> _Фрагмент текста_:

Раневскую могла утихомирить только Любовь Орлова
«Раневская никогда не была настолько экстравагантна, как ее теперь пытаются представить в популярных сборниках якобы ее цитат. Да, она могла употребить ненормативную лексику, и очень лихо, но совершенно четко знала, когда это можно, а когда нельзя».
О Фаине Раневской рассказывают театровед, драматург — внучатая племянница Любови Орловой Нонна Голикова и супруга «эрзац-внука» Раневской Татьяна Исаева .
Нонна Голикова: «Раневской принадлежит фраза: «Сказать, что Любочка добра, — это все равно что сказать про Льва Толстого, что он писатель не без способностей!»

[Исходные записи]
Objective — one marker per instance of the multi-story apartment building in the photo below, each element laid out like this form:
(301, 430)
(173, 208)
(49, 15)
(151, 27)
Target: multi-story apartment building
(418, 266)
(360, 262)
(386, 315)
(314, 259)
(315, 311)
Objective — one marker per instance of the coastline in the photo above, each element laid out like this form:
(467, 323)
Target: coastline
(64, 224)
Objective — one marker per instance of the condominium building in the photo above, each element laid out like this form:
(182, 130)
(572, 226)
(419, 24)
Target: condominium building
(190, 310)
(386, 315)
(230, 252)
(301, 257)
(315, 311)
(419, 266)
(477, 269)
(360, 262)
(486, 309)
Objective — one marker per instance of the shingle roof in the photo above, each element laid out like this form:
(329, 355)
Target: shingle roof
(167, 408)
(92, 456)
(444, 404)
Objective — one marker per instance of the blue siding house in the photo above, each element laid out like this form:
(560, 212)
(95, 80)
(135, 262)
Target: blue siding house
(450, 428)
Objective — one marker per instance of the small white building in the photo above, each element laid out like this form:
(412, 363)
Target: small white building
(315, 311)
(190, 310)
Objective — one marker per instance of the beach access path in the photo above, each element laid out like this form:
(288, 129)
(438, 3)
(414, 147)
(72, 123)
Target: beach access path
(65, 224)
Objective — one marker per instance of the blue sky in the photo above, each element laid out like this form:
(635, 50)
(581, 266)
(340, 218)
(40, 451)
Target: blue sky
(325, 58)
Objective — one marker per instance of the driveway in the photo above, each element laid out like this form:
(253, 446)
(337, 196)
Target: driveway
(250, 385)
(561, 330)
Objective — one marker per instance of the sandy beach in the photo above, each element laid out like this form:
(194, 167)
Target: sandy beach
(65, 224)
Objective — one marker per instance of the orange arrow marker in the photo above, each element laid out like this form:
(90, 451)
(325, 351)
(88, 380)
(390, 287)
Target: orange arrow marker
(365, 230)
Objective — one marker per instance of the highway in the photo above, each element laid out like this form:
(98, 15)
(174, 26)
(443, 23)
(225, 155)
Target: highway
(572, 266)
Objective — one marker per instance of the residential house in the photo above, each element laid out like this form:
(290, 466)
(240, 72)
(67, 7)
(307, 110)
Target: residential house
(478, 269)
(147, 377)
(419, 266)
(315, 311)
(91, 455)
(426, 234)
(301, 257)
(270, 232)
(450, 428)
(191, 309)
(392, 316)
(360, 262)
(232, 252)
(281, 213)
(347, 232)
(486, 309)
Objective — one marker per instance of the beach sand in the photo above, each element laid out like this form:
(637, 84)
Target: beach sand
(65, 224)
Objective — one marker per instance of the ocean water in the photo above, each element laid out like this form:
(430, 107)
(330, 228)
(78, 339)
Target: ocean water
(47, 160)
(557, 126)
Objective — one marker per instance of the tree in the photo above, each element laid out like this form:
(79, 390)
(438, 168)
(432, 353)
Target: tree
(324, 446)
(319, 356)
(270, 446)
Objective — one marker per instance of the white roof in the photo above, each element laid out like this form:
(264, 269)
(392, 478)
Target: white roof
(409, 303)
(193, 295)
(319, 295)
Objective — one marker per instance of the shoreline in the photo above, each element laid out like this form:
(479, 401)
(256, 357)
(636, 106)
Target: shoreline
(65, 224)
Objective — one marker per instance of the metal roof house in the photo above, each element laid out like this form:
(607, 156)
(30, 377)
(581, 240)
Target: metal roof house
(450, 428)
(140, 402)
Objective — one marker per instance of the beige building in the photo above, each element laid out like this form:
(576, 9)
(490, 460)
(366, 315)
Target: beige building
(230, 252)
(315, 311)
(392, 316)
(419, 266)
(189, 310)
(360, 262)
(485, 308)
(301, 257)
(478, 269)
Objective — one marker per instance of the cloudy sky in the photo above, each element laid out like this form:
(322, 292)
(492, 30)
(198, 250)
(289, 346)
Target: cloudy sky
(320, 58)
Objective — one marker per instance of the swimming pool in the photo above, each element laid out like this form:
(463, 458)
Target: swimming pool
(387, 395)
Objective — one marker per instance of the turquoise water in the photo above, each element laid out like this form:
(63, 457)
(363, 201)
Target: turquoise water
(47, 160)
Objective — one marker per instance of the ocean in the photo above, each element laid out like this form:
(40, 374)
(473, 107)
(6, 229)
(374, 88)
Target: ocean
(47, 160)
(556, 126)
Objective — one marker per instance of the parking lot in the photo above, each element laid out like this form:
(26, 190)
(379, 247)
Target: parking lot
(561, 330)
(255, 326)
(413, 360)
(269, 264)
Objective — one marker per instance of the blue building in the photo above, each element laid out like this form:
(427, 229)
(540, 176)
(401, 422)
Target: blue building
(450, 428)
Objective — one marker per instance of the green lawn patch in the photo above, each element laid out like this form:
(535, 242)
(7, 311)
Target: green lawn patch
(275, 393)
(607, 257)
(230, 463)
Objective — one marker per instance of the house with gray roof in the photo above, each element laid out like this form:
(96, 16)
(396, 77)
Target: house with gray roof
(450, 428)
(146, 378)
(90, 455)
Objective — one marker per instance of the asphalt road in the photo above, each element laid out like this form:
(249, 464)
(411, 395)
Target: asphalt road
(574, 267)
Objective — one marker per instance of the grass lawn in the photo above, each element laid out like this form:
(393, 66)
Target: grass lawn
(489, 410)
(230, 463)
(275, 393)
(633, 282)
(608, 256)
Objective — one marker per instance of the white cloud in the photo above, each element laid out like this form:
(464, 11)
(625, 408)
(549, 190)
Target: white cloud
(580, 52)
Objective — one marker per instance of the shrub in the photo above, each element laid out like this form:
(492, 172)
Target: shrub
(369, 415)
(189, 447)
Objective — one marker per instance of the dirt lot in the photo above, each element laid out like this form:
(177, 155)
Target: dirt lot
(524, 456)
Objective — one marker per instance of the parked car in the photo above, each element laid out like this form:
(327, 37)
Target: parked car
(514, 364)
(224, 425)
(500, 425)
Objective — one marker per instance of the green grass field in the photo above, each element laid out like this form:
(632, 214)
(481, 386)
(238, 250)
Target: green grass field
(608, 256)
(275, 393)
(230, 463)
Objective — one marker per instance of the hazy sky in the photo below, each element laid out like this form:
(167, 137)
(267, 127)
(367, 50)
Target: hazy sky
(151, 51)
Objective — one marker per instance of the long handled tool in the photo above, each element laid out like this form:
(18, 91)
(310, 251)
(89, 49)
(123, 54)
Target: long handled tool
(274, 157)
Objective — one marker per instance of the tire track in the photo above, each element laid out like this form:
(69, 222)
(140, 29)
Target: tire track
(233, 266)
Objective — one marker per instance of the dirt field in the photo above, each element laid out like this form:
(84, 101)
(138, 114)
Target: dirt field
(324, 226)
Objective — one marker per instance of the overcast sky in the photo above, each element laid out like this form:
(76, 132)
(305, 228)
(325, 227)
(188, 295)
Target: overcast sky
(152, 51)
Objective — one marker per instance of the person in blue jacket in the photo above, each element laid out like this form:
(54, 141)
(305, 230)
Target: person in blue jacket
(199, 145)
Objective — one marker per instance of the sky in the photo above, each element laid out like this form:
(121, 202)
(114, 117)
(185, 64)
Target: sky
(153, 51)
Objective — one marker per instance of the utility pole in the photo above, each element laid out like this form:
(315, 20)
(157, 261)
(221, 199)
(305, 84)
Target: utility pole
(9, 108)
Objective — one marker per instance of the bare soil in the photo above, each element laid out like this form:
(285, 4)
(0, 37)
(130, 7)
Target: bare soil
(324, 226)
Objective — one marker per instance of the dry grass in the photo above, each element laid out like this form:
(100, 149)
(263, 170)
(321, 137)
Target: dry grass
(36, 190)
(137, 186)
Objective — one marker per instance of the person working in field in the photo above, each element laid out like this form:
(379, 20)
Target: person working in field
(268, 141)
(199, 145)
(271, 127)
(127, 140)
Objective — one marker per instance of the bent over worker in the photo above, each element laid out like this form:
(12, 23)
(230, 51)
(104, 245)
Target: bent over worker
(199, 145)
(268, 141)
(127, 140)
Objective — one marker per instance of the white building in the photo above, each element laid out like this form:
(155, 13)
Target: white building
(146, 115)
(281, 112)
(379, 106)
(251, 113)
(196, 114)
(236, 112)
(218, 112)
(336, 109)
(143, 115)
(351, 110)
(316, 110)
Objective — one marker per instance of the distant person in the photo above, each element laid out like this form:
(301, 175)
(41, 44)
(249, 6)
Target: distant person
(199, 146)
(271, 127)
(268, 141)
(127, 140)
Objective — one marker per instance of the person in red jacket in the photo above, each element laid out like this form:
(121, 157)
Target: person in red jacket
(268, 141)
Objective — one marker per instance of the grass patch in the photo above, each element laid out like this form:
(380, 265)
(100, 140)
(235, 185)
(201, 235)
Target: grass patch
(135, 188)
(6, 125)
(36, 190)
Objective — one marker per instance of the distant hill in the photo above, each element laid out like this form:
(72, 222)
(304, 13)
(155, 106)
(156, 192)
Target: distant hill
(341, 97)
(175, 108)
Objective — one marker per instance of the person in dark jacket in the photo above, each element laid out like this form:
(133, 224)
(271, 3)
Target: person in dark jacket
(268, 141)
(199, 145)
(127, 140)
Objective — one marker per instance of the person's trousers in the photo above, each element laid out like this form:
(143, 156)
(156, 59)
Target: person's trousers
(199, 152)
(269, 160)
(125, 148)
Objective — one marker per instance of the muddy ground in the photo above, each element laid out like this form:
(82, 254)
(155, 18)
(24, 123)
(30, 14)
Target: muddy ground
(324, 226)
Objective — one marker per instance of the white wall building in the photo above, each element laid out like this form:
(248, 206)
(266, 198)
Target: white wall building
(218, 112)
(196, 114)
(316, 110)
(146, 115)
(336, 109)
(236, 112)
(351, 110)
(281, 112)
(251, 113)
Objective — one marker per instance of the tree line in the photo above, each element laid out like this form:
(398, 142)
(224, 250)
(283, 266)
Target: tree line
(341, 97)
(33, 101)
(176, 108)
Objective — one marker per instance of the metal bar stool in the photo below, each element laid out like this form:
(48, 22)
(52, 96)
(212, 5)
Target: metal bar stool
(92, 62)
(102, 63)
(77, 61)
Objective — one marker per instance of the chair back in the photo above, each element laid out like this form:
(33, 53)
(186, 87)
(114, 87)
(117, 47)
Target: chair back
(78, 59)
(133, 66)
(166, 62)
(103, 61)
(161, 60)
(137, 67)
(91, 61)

> _Письменные задания_:
1) Кем Нонна Голикова приходится Любови Орловой согласно тексту о Раневской?
2) Определите, согласуются ли с текстом о Раневской следующие утверждения: (a) Раневская не понимала, в каких случаях можно употреблять ненормативную лексику; (b) Татьяна Исаева — супруга «эрзац-внука» Раневской; (c) доброту Любочки Раневская сопоставляла с высказыванием о Льве Толстом. Каждый ответ подкрепите точной цитатой.
3) Продолжите текст о Фаине Раневской, начав сразу после его последней фразы.
Позиции из набора данных здесь не используются.

> _Ответы по заданиям_:
1) Внучатой племянницей.

2)
(a) Нет: «совершенно четко знала, когда это можно, а когда нельзя».
(b) Да: «супруга «эрзац-внука» Раневской Татьяна Исаева».
(c) Да: «Сказать, что Любочка добра, — это все равно что сказать про Льва Толстого, что он писатель не без способностей!»

3)
Моя бабушка Нонна Петровна была родной сестрой Любови Орловой. И когда Любовь Петровна стала строить себе дачу во Внуково, она и для сестры выхлопотала участок по соседству. Орлова и Александров жили очень замкнуто и не любили принимать гостей у себя в доме, так что застолья устраивались в основном у бабушки. Нонна Петровна хоть и не была актрисой, но в этом блестящем кругу не терялась: изящная зеленоглазая красавица, очень гостеприимная, она всегда накрывала щедрые столы. Все ее салаты украшали настурции — съедобные цветы с нежным привкусом редиса. Друзья Любови Петровны быстро становились друзьями и бабушки тоже, и часто оставались на нашей даче погостить. По вечерам у Нонны Петровны на веранде, увитой виноградом, пропахшей клубникой и цветами, играли в преферанс многие знаменитости той эпохи. Большим успехом при этом пользовалась бабушкина водка, настоянная на смородиновых почках — изумрудного цвета и удивительно ароматная. Рюмку этой водки могла позволить себе даже Люба, хотя она всю жизнь сидела на жесточайшей диете, но не потому что худела, а потому что у нее были проблемы с поджелудочной железой.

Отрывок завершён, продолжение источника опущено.